Trecho fornecido
● ● ● ●

Enquanto que nos Estados Unidos ele custa por volta de US$ 45,000 (quarenta e cinco mil dólares norte-americanos), no Brasil, o mesmo veículo, custa entre R$ 209.000,00 (duzentos e nove mil reais) e R$ 220.000,00 (duzentos e vinte mil reais).

Lembro que nos Estados Unidos também existem tributos, e, mesmo convertendo o valor pela cotação de US$ 1 = R$ 2, temos o valor final de R$ 90.000,00 (noventa mil reais) para o veículo em questão.

Enfim, acredito que o motivo para aquisição do veículo em mercado estrangeiro já resta demonstrado.

Pois bem. Em virtude de uma peculiaridade da legislação norte-americana, alguns desses veículos são adquiridos naquele mercado por uma empresa exportadora, que os adquire com o único intuito de exportação para o importador brasileiro, seja ele pessoa física ou jurídica.

Ocorre, entretanto, que algumas concessionárias são proibidas, por exigência contratual da marca, de vender veículos para que sejam revendidos no mercado internacional. Por tal proibição, no momento da primeira venda, especialmente para a empresa exportadora, a concessionária efetua o registro do veículo no órgão de trânsito estadual com jurisdição sobre a cidade onde ela está localizada.

Nesse momento é emitido o Certificate of Title (Certificado de Título), semelhante, para a legislação brasileira, ao registro do veículo no DETRAN.

Ressalte-se que inexiste o emplacamento.

Prosseguindo o modus operandi, a exportadora realiza todo o procedimento de exportação do veículo para o importador brasileiro, que, quando do início do despacho aduaneiro da mercadoria, se depara com uma exigência do fiscal, que o intima a apresentar o certificate of title.

E o documento é devidamente apresentado, com as formalidades em lei exigidas.

Qual não é a surpresa do importador quando, no lugar de uma mera exigência, recebe uma intimação dando conta de que está realizando a importação de veículo usado, e esse veículo tornou-se objeto de um Auto de Infração para Aplicação de Pena de Perdimento, com base em norma proibitiva criada pela Portaria DECEX n. 08/1991, que veda a importação de bens de consumo usados.

● ● ● ●

Dados fornecidos
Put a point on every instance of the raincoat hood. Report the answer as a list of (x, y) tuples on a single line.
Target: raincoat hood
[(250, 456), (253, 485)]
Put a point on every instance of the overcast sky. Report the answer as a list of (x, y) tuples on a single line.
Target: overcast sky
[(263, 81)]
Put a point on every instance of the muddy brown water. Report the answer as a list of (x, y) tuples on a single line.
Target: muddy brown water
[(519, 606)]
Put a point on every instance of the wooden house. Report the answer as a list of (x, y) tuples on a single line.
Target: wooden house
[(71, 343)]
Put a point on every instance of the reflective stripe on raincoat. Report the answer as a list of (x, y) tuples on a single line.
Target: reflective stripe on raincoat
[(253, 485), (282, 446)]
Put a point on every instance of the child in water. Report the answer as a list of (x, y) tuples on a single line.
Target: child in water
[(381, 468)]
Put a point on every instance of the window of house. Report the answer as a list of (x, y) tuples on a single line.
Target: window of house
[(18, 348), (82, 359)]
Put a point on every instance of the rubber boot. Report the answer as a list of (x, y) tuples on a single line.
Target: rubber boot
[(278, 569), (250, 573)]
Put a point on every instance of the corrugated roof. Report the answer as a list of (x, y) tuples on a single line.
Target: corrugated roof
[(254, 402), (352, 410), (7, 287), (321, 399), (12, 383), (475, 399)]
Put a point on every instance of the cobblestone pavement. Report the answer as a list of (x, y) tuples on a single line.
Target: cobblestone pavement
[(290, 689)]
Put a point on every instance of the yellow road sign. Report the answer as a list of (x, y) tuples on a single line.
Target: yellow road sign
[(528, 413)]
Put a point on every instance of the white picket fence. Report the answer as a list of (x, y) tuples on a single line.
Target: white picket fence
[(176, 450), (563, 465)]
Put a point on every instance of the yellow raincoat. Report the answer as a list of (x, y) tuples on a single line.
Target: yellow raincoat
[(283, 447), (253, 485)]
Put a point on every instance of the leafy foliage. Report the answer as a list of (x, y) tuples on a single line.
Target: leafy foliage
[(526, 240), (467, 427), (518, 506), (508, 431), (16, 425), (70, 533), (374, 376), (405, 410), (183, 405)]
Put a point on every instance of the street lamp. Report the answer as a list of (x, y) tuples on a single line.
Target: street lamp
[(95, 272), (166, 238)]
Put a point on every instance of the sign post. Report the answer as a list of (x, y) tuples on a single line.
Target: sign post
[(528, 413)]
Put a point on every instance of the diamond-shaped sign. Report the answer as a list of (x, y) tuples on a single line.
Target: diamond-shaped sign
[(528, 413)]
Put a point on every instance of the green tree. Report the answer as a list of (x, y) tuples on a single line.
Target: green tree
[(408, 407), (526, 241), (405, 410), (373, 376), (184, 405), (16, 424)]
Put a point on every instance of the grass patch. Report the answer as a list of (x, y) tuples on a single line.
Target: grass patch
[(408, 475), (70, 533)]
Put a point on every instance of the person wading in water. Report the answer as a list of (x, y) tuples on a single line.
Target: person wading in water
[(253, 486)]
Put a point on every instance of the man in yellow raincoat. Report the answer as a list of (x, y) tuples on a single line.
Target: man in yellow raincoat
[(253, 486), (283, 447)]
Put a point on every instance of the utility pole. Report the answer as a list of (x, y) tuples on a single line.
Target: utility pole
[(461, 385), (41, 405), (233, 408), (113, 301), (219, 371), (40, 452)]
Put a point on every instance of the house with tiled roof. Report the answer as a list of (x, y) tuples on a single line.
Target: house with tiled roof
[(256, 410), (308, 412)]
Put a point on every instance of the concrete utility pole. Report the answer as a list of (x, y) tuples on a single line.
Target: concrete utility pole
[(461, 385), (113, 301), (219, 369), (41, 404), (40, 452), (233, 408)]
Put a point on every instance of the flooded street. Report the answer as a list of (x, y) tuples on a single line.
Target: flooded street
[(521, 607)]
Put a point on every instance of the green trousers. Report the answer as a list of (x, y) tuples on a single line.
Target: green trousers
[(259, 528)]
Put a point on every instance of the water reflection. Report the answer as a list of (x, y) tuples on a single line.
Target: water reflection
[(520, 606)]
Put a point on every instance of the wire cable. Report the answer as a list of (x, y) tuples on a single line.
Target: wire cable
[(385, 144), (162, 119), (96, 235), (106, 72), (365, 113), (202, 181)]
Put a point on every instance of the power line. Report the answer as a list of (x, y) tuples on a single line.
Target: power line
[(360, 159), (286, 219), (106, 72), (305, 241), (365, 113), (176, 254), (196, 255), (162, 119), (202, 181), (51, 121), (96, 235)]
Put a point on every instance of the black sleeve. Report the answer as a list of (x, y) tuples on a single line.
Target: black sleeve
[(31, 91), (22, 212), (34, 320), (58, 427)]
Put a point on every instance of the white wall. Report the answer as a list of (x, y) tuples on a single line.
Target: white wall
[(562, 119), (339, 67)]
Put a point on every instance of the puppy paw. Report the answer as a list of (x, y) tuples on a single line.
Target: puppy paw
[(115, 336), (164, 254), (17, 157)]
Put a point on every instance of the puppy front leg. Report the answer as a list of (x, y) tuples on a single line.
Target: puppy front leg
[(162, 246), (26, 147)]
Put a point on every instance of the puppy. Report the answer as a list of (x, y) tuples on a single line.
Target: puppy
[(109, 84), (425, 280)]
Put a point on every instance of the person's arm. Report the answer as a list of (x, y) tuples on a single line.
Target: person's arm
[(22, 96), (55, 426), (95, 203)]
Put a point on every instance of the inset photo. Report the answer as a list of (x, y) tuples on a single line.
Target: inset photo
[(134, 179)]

● ● ● ●

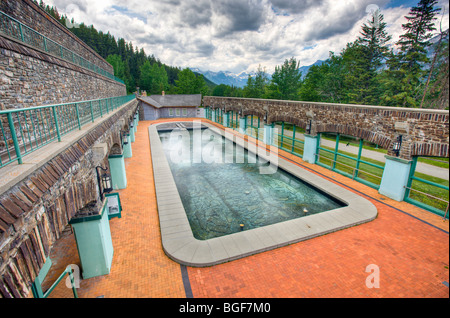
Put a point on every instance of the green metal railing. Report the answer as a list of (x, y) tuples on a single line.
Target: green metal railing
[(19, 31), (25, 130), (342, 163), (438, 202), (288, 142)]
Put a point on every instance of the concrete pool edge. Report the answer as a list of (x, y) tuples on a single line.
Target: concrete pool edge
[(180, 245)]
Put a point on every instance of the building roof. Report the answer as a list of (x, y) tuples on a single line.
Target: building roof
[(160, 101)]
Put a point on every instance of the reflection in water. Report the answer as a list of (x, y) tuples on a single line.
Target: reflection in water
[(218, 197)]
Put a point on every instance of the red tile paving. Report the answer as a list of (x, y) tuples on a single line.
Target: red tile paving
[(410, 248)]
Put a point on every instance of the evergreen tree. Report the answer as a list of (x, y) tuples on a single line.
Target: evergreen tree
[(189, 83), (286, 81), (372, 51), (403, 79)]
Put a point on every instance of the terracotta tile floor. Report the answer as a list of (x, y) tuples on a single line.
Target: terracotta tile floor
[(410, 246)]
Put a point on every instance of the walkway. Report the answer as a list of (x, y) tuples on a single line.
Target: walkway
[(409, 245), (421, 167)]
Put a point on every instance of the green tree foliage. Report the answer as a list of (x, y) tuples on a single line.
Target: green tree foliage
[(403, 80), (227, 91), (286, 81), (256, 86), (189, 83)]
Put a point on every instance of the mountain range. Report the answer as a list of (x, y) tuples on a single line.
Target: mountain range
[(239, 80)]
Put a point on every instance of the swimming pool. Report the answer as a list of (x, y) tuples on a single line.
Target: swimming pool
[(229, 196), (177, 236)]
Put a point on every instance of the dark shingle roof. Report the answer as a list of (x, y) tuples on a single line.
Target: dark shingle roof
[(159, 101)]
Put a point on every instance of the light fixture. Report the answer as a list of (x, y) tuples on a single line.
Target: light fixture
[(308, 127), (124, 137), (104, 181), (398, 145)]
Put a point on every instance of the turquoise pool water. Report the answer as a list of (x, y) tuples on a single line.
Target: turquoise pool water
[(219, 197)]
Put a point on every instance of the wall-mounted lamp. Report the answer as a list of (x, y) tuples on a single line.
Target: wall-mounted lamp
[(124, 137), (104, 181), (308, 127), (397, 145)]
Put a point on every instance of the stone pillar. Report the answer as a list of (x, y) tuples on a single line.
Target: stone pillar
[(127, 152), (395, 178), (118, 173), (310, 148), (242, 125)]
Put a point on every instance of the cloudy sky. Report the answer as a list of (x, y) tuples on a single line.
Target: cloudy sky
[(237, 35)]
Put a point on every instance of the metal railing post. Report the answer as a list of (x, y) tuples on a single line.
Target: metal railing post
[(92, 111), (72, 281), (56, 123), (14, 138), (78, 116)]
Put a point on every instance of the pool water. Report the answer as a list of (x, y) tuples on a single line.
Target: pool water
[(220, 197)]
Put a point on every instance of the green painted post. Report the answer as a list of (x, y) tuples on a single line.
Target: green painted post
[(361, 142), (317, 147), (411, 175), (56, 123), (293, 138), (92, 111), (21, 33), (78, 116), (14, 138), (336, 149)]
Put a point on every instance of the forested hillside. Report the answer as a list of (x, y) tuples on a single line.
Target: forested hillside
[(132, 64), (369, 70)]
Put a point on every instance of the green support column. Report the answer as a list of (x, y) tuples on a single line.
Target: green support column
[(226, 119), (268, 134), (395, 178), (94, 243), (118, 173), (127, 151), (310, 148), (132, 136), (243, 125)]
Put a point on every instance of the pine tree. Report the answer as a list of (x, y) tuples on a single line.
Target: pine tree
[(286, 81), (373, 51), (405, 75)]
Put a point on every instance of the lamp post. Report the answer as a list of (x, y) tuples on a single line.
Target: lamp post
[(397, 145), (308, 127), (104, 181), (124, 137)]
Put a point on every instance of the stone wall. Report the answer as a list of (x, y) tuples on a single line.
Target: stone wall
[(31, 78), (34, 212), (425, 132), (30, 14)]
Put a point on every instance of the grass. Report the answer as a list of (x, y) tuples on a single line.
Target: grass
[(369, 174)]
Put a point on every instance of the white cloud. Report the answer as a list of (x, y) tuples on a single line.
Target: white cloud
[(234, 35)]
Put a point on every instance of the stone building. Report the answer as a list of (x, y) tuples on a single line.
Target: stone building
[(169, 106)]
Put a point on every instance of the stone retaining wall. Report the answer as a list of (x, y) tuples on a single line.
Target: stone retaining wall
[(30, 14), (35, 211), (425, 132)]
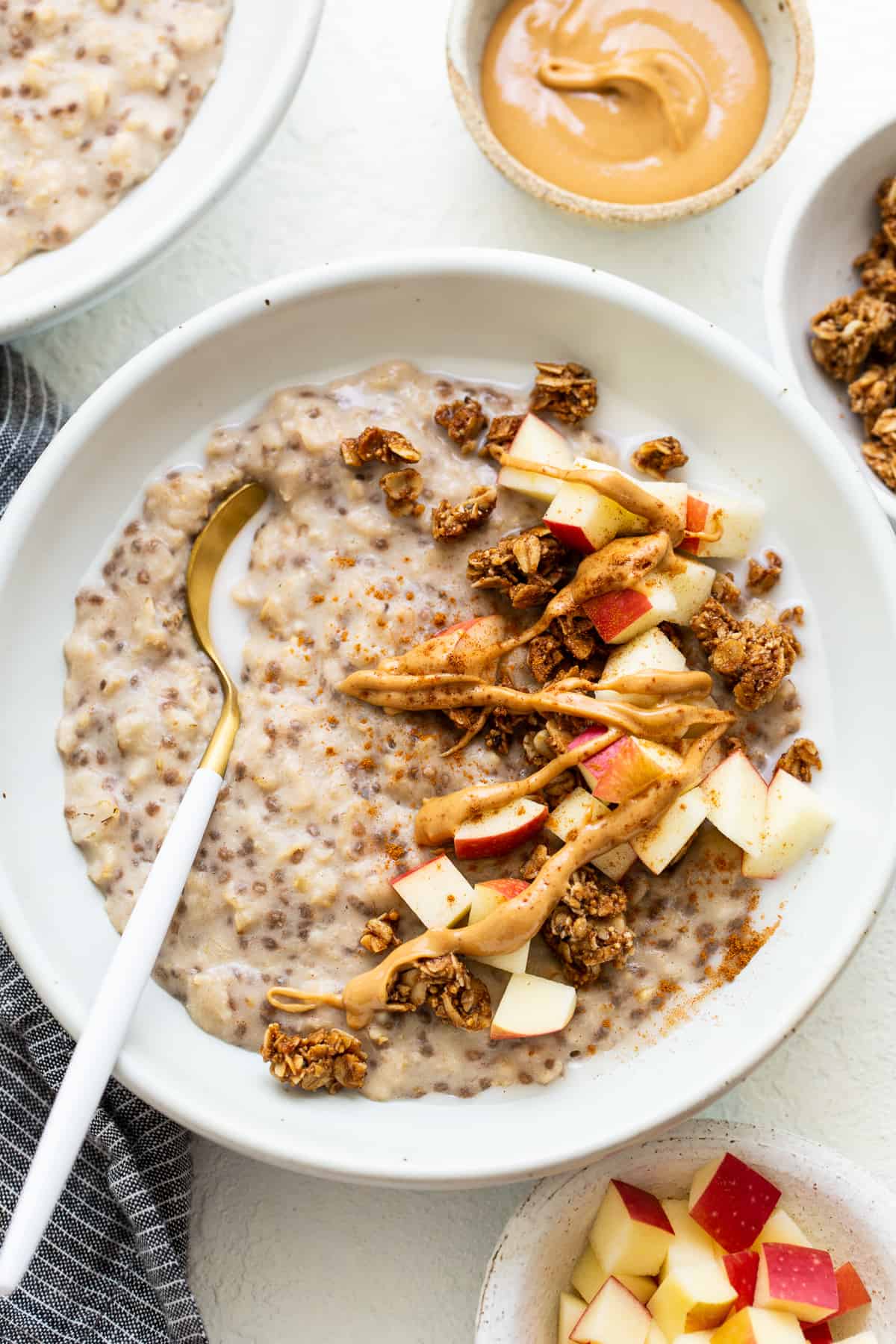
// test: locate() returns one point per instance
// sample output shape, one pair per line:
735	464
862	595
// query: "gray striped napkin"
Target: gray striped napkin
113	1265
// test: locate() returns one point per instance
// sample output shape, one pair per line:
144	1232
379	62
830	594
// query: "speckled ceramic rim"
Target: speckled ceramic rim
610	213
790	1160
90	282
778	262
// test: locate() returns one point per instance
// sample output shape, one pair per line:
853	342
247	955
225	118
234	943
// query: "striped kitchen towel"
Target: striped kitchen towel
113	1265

● ● ● ●

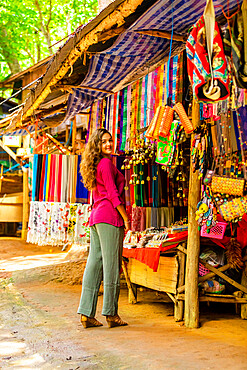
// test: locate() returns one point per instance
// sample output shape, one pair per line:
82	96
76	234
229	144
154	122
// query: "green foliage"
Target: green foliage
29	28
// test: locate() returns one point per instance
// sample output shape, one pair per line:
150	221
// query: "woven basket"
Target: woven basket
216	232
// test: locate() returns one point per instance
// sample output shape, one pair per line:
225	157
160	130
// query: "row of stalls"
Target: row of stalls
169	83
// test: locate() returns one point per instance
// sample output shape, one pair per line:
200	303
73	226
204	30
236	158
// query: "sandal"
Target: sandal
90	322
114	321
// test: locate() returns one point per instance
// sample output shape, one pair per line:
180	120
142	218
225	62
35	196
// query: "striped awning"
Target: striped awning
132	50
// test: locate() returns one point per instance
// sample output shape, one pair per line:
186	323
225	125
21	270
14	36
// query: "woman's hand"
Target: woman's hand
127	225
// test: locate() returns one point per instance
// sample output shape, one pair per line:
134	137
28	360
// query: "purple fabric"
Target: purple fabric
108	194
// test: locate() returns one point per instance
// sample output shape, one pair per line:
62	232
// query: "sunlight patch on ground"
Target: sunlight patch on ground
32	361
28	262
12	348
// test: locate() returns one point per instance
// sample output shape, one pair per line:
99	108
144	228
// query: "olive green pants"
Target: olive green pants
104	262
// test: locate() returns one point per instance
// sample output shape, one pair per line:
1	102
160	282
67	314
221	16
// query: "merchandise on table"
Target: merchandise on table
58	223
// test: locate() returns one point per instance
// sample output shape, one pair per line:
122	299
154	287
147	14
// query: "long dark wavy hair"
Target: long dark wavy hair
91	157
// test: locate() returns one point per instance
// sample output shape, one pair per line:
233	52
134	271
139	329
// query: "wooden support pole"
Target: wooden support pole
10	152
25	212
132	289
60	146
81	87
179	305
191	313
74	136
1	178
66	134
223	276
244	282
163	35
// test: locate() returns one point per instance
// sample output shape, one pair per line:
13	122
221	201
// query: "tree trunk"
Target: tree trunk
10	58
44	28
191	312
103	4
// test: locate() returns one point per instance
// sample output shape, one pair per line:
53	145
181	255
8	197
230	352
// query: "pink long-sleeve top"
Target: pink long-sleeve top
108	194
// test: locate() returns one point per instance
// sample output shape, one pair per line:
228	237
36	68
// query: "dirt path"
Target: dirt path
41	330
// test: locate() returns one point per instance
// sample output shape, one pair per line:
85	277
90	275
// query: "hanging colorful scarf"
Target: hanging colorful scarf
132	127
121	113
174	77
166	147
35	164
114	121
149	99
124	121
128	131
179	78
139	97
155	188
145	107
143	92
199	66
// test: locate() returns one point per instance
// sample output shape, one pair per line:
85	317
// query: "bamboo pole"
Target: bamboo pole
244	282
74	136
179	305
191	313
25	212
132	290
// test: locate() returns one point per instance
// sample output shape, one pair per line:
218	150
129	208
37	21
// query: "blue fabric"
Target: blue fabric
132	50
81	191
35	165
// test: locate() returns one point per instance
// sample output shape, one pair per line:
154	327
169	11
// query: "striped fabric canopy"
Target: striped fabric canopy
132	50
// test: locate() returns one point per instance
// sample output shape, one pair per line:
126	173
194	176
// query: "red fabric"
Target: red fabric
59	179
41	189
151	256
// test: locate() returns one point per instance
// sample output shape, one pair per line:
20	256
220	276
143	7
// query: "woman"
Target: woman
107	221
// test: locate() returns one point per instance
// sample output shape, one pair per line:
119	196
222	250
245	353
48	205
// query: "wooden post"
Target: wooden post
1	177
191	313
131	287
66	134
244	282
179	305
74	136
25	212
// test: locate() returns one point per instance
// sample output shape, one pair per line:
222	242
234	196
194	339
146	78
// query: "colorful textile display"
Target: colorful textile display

● ● ● ●

Exercícios propostos
**a)** Reproduza fielmente a parte do texto sobre a importação de veículos que vai de "Prosseguindo o modus operandi, a" até "de consumo usados.", incluindo essas duas passagens.
**b)** Dê prosseguimento ao texto sobre a importação de veículos a partir do ponto em que ele termina.

Respostas das tarefas
**a)**
Prosseguindo o modus operandi, a exportadora realiza todo o procedimento de exportação do veículo para o importador brasileiro, que, quando do início do despacho aduaneiro da mercadoria, se depara com uma exigência do fiscal, que o intima a apresentar o certificate of title.

E o documento é devidamente apresentado, com as formalidades em lei exigidas.

Qual não é a surpresa do importador quando, no lugar de uma mera exigência, recebe uma intimação dando conta de que está realizando a importação de veículo usado, e esse veículo tornou-se objeto de um Auto de Infração para Aplicação de Pena de Perdimento, com base em norma proibitiva criada pela Portaria DECEX n. 08/1991, que veda a importação de bens de consumo usados.

**b)**
Para as ilustres autoridades aduaneiras brasileiras, aquele veículo tornou-se usado.

Porém, elas estão erradas.

Estão erradas, primeiro, porque a legislação americana é muito objetivo ao criar um conceito próprio para veículo automotor usado. Para os Estados Unidos, o veículo automotor apenas se tornará usado quando vendido ao consumidor final, que é aquele que possui manifesto intuito de fazer uso do veículo, e não revendê-lo.

Além disso, ainda que insistam os nossos auditores, a emissão de um certificado de título nos Estados Unidos não torna o veículo usado, pois, no caso em questão, ele não foi revendido para consumidor final.

Ainda, e para refutar, de uma vez por todas, os argumentos do Fisco, na maioria das vezes o exportador possui uma dealer’s license, que nada mais é senão uma autorização estadual para atuar na revenda de veículos.

Ocorre que essa dealer’s license é obtida sem qualquer razão lógica, já que ela é uma autorização estadual, não tendo relação com as exigências alfandegárias americanas. Ou seja, para fins de exportação, o exportador não precisa de uma dealer’s license.

Por outro lado, insistem os auditores com a tese de que o veículo em tela seria usado, inclusive indicando a legislação brasileira de trânsito. Ora, como aplicar a legislação nacional sobre um bem que sequer foi desembaraçado, que sequer está em circulação no mercado nacional?

Ainda, é manifesto que em favor do contribuinte pesa o fato do veículo estar fisicamente novo. Isso quer dizer que um laudo pericial evidenciará a questão, dirimindo quaisquer dúvidas e matando, de uma vez por todas, as alegações da autoridade aduaneira.

Nada, entretanto, é fácil.

As autoridades fiscais julgarão o processo para aplicação da pena de perdimento de forma surpreendentemente célere, o que obriga o importador a recorrer à Justiça, a fim de anular o Auto e, finalmente, desembaraçar o seu veículo importado, sob pena de vê-lo submetido a leilão e, pior, com o seu vizinho realizando a compra.

Agora, deixo uma questão no ar. Se o bem é alvo de contrabando, uma importação proibida, sendo manifestamente prejudicial ao povo brasileiro, como pode ser submetido a leilão e entrar em circulação no mercado nacional?

São situações estranhas, que só podem ser elucidadas pela nossa ilustre autoridade aduaneira.

(LUCIANO BUSHATSKY ANDRADE DE ALENCAR)

Venda no exterior para não consumidor não torna veículo importado usado

Se não rodou, carro importado duas vezes continua novo

Se o veículo já teve outro dono, mas nunca foi usado, deve ser considerado novo. Com esse entendimento, a 1ª Vara da Justiça Federal do Distrito Federal não enquadrou a importação de um automóvel Porsche dos Estados Unidos por um consumidor na proibição da legislação brasileira que veda a compra de automóveis usados do exterior. A sentença confirma liminar noticiada pela ConJur em outubro.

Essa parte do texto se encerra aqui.